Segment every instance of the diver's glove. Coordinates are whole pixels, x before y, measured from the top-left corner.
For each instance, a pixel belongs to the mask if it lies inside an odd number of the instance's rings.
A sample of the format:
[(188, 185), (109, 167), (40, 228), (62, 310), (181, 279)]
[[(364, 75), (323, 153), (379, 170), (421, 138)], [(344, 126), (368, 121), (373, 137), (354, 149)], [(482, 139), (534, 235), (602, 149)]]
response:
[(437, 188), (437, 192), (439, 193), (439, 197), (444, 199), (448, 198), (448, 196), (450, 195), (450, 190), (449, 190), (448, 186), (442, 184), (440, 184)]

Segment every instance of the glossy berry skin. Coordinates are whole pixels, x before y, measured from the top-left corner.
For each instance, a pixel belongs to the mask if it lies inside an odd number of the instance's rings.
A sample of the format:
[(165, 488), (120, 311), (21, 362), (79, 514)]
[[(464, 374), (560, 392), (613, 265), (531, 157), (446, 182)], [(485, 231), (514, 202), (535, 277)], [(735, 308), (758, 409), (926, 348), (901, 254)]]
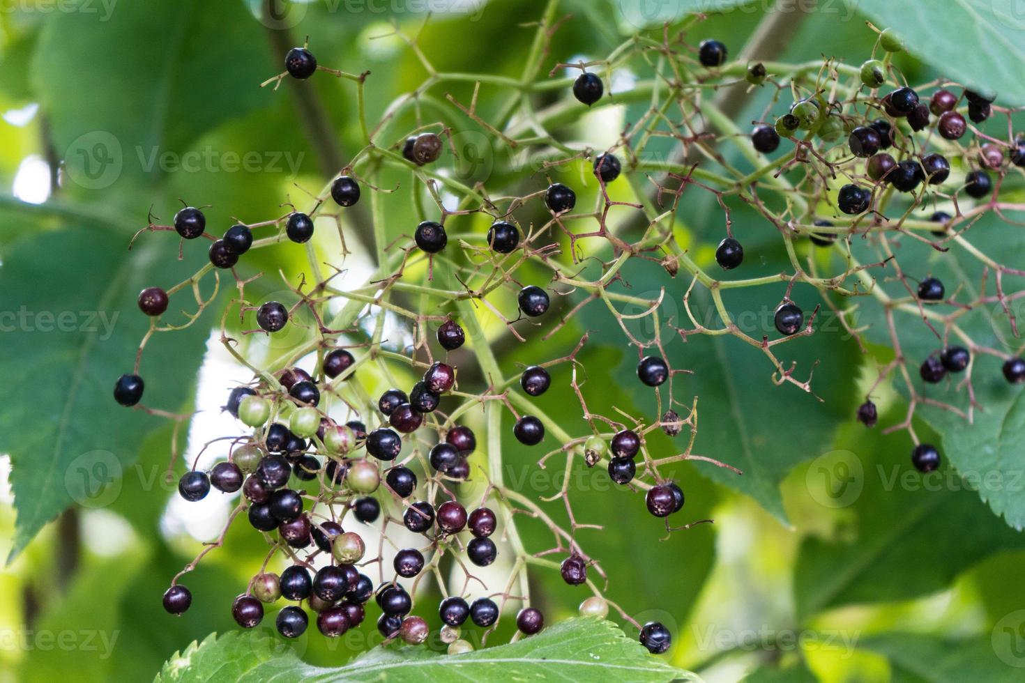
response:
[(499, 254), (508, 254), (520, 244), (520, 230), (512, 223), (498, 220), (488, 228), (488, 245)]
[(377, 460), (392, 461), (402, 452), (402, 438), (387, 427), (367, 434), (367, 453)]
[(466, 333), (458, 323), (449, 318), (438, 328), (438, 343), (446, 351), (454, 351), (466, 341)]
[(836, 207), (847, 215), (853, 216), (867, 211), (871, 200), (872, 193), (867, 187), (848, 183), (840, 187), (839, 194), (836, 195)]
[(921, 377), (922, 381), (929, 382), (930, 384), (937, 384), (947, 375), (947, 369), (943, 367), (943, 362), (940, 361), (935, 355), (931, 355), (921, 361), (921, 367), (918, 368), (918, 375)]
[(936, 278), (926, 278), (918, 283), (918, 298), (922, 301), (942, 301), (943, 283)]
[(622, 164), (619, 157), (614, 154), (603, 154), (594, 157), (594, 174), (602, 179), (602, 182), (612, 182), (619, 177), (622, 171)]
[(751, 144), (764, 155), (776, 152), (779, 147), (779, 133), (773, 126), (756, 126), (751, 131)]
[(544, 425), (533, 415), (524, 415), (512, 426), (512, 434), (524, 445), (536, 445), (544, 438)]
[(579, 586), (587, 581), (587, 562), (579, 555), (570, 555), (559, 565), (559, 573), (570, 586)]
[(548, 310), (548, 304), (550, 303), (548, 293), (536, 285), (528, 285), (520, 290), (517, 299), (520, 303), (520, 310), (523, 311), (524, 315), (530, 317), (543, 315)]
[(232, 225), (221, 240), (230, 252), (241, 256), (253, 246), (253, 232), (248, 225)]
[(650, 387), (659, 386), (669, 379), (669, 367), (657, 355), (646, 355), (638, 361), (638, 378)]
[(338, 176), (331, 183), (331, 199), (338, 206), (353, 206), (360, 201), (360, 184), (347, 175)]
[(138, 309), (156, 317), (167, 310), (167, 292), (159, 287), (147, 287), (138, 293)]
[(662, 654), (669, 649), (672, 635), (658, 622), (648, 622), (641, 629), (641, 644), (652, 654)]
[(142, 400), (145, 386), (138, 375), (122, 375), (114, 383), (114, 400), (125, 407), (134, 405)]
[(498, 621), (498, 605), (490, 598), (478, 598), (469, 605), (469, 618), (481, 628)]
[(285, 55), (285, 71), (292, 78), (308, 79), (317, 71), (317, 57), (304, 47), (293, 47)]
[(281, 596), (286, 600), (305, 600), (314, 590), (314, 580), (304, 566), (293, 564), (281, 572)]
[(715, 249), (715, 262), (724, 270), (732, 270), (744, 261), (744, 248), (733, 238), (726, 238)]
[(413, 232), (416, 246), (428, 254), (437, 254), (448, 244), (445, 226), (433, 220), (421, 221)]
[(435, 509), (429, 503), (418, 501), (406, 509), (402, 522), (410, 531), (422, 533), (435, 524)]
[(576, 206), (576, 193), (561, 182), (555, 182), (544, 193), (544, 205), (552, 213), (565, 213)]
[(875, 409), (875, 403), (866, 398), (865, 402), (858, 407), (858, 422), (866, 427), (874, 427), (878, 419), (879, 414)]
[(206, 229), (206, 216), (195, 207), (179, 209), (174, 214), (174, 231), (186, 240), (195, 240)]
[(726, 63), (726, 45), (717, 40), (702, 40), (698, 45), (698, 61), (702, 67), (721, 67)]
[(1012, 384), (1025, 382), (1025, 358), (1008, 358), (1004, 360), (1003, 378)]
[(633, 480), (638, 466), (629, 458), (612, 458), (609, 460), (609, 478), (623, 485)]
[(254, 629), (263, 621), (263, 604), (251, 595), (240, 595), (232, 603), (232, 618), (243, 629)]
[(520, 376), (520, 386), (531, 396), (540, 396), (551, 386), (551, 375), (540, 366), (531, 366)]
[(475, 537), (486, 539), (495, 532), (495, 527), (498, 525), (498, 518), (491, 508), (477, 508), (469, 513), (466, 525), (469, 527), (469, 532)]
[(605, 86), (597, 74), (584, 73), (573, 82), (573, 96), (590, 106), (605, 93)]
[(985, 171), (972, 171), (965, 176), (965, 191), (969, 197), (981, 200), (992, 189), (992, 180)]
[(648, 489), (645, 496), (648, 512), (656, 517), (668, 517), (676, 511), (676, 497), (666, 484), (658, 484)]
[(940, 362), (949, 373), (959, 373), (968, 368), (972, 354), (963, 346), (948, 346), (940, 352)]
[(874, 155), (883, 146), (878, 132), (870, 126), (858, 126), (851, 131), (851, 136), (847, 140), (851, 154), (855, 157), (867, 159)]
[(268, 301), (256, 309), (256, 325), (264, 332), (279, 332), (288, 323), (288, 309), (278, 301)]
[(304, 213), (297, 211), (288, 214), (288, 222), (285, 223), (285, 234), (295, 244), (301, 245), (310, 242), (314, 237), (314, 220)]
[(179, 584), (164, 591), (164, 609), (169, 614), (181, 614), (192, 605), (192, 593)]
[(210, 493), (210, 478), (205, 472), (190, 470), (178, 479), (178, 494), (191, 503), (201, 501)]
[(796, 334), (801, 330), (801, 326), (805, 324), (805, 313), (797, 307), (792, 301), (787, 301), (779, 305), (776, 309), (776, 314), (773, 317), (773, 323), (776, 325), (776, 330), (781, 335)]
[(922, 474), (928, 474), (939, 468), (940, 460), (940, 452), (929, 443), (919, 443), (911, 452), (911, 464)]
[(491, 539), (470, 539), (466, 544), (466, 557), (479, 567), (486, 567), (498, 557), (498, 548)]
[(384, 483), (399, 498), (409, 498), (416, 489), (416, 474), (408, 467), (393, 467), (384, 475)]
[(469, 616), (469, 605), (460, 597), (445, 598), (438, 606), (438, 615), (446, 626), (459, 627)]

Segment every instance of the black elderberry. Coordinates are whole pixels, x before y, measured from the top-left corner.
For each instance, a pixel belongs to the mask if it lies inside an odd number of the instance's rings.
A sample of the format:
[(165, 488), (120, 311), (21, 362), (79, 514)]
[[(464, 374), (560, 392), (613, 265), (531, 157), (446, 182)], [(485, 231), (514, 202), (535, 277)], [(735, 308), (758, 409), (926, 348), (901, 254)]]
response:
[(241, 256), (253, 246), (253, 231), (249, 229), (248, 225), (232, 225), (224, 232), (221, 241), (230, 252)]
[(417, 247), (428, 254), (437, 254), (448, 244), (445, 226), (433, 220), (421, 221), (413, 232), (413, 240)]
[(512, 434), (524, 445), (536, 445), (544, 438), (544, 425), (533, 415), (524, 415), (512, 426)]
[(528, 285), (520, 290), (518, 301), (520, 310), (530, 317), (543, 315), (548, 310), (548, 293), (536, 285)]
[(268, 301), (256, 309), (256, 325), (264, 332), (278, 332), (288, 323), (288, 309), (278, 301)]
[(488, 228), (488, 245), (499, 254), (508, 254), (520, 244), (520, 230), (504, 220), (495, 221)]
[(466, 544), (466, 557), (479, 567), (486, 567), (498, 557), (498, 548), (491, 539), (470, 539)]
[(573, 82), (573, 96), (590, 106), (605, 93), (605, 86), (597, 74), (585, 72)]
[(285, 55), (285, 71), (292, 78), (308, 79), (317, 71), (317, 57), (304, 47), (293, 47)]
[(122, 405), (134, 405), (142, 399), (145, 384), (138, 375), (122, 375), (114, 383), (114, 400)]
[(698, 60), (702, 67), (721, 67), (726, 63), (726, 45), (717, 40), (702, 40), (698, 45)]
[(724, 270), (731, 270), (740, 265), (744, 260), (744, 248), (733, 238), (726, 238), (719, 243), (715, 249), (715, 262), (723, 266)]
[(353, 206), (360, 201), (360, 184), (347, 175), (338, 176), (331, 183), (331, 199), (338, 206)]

○ ○ ○ ○ ○ ○ ○

Reproduce the records from their first line through the line containing "[(188, 185), (109, 167), (40, 228), (62, 310), (181, 279)]", with "glove" renamed to "fin" and everything else unchanged. Give only those lines.

Response:
Segment every instance of the diver's fin. Coordinates are whole pixels, x before y, measured from the top-left corner.
For each instance, a pixel belongs to the mask if it lies inside an odd number of the instance's rings.
A sample of the format:
[(188, 185), (109, 167), (40, 228), (62, 310), (181, 279)]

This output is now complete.